### Your objective
Reproduce every entry below precisely. Pictures are excluded from the copy.

### Exercise inputs
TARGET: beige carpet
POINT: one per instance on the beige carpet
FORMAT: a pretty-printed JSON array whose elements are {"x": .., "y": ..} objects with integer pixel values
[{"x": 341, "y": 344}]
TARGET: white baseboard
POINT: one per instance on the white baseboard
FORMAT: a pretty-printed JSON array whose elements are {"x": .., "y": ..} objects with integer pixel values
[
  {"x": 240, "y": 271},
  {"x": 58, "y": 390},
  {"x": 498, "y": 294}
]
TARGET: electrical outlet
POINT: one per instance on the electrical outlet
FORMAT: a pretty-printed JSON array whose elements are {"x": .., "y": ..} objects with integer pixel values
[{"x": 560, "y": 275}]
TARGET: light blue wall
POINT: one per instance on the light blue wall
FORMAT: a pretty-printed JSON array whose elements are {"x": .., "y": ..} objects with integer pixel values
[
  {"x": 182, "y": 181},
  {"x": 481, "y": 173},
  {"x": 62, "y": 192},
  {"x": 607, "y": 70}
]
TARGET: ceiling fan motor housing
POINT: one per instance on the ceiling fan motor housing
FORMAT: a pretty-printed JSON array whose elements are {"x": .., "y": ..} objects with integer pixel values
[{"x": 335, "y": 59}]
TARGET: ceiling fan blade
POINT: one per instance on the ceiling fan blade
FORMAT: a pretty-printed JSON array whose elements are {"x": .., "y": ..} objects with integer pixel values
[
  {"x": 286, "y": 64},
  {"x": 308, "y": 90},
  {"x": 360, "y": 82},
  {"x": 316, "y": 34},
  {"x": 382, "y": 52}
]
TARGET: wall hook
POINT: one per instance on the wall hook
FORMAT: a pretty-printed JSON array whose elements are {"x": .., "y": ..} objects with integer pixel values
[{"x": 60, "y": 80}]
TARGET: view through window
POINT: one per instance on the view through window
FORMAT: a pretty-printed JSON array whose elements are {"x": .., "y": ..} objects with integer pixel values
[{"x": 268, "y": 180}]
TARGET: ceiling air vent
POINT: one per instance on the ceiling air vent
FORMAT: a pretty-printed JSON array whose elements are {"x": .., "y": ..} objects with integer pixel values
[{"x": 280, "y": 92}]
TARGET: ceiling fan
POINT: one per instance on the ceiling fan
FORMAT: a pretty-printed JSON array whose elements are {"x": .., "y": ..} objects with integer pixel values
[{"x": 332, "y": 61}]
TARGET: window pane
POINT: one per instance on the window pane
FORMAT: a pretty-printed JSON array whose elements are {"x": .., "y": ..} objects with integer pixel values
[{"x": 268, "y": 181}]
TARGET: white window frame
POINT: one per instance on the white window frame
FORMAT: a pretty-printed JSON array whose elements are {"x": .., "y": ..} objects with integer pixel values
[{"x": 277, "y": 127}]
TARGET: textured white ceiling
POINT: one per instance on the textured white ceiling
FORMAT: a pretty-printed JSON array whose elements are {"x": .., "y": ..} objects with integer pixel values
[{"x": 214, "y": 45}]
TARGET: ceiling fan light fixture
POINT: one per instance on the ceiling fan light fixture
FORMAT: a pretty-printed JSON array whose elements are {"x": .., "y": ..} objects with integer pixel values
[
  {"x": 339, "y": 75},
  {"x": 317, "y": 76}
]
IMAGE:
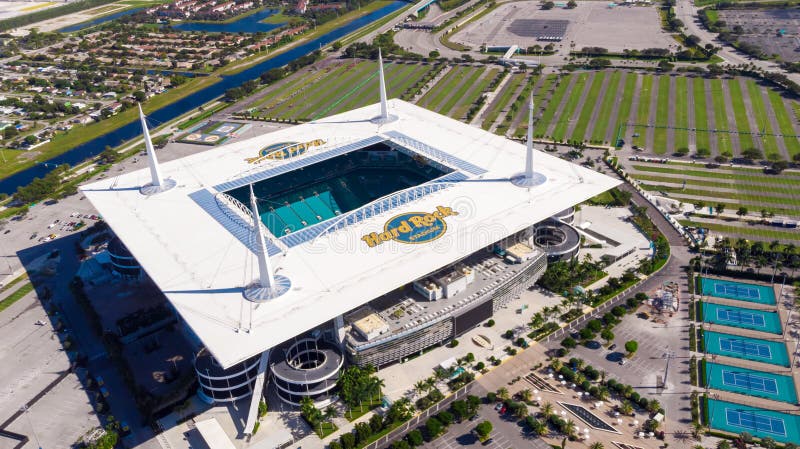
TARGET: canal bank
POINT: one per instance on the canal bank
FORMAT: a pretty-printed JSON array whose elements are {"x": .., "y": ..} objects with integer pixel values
[{"x": 189, "y": 103}]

### Solution for this task
TARGET: beige carpet
POINT: one per instance on the beige carpet
FORMAT: a pretty-printed JSON array whose elements are {"x": .., "y": ..} objects with integer pixel values
[{"x": 341, "y": 344}]
TARGET: white baseboard
POINT: one per instance on the white baseboard
FORMAT: a pretty-printed JSON array whose elements are {"x": .., "y": ..} objects with integer pixel values
[
  {"x": 240, "y": 271},
  {"x": 58, "y": 390},
  {"x": 498, "y": 294}
]
TARGET: electrical outlet
POINT: one per instance on the electrical outlet
FORMAT: a pretty-printed JSON array whose elements are {"x": .., "y": ..} objects with integer pixel values
[{"x": 560, "y": 275}]
TARGET: light blue wall
POINT: one per instance on the light blue wall
FORMAT: a pretty-printed JSON array whose elements are {"x": .., "y": ..} objects with integer pixel values
[
  {"x": 182, "y": 181},
  {"x": 481, "y": 173},
  {"x": 62, "y": 192},
  {"x": 607, "y": 70}
]
TARGET: ceiling fan motor housing
POINT: one per instance on the ceiling fan motor housing
FORMAT: a pretty-printed JSON array whose elements are {"x": .., "y": ..} objects with integer pixel values
[{"x": 335, "y": 59}]
TARGET: ceiling fan blade
POINT: one per instance on the ceiling fan blade
FORMAT: a pretty-printed JSON array whose elements are {"x": .., "y": ..} objects with integer pixel values
[
  {"x": 286, "y": 64},
  {"x": 308, "y": 90},
  {"x": 360, "y": 82},
  {"x": 316, "y": 34},
  {"x": 382, "y": 52}
]
TARGET: wall hook
POINT: one per instance on the wall hook
FORMAT: a pretty-printed JSON array whose elements are {"x": .., "y": ..} objects with integer pixel values
[{"x": 60, "y": 80}]
TARGET: view through window
POINT: one per instance on the view through window
FORMAT: a pretty-printed JSON array whose elements are {"x": .., "y": ..} objects with integer pixel values
[{"x": 268, "y": 180}]
TARGET: ceiling air vent
POINT: one per instance on the ceiling air vent
FORMAT: a pretty-printed JSON array whose elements are {"x": .., "y": ..} objects with integer pixel values
[{"x": 280, "y": 92}]
TARGET: ceiling fan
POINT: one per instance on the ceiling fan
FORMAT: a pretty-printed JSON array whose elements are {"x": .., "y": ..} objects with integer pixel values
[{"x": 332, "y": 61}]
TARGET: window pane
POINT: one per instance on the window pane
FORMAT: a pretty-printed JSON array whose elements are {"x": .., "y": ..} objects with integer pixel values
[{"x": 268, "y": 181}]
TARGET: white window frame
POINT: one per instance on the white window frame
FORMAT: a pretty-printed JSON array whose elements are {"x": .., "y": ..} objects with integer pixel values
[{"x": 277, "y": 127}]
TARGET: textured white ceiling
POINT: one per instance on the textured white ceiling
FORMAT: a pretty-printed JSON array whose elements are {"x": .., "y": ..} objects with integer pixel values
[{"x": 214, "y": 45}]
TARGET: ceiling fan light fixture
POINT: one per instance on the ceiling fan light fixture
FORMAT: a pretty-printed JSON array whose elements are {"x": .., "y": ..} objects with integer pixel values
[
  {"x": 339, "y": 75},
  {"x": 317, "y": 76}
]
IMAGE:
TARGET: canal bank
POINT: one per instance on the canal bank
FORMAT: a pretty-printed JSON array whose elements are {"x": .., "y": ..} objects with integer pixel values
[{"x": 189, "y": 103}]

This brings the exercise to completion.